* Challenge *
Reproduce verbatim the lines in the entries below, starting with the line containing "of the green" and ending with the line containing "Target: green leaf", both included.

* Material provided *

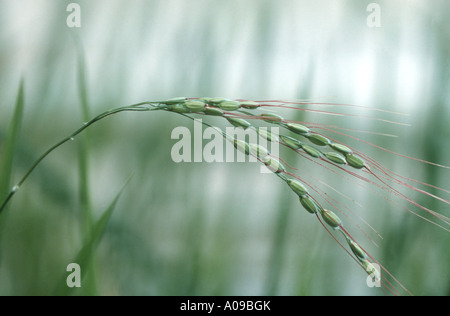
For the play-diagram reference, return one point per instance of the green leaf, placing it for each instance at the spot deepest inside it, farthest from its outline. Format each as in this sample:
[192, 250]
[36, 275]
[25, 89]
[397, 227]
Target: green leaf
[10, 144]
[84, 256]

---

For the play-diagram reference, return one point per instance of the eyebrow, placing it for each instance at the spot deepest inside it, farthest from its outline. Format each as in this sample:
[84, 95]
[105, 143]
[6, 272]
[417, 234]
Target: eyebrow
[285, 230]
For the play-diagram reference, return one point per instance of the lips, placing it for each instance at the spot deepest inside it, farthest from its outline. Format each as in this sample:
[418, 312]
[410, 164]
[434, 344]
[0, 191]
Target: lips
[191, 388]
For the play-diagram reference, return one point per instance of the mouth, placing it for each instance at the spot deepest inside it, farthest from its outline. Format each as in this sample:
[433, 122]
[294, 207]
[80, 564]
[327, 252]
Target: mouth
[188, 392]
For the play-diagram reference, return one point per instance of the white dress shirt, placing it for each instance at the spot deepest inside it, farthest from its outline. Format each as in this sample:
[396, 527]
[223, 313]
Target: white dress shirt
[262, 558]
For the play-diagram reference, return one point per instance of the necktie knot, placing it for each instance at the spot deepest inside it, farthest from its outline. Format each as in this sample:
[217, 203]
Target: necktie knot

==

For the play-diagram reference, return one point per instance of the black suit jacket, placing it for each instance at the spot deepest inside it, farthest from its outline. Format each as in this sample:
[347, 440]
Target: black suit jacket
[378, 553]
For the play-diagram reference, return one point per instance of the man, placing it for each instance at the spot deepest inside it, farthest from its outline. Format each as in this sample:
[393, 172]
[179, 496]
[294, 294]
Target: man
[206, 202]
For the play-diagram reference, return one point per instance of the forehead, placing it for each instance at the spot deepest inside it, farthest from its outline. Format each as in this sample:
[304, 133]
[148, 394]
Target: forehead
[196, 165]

* Task response *
For the play-diagram reference, return one point per instance of the green leaf, placing it for each instance at the spot deepest inside it, farthest from its outline. Format each as in this sample:
[192, 250]
[36, 275]
[25, 89]
[397, 227]
Target: green leaf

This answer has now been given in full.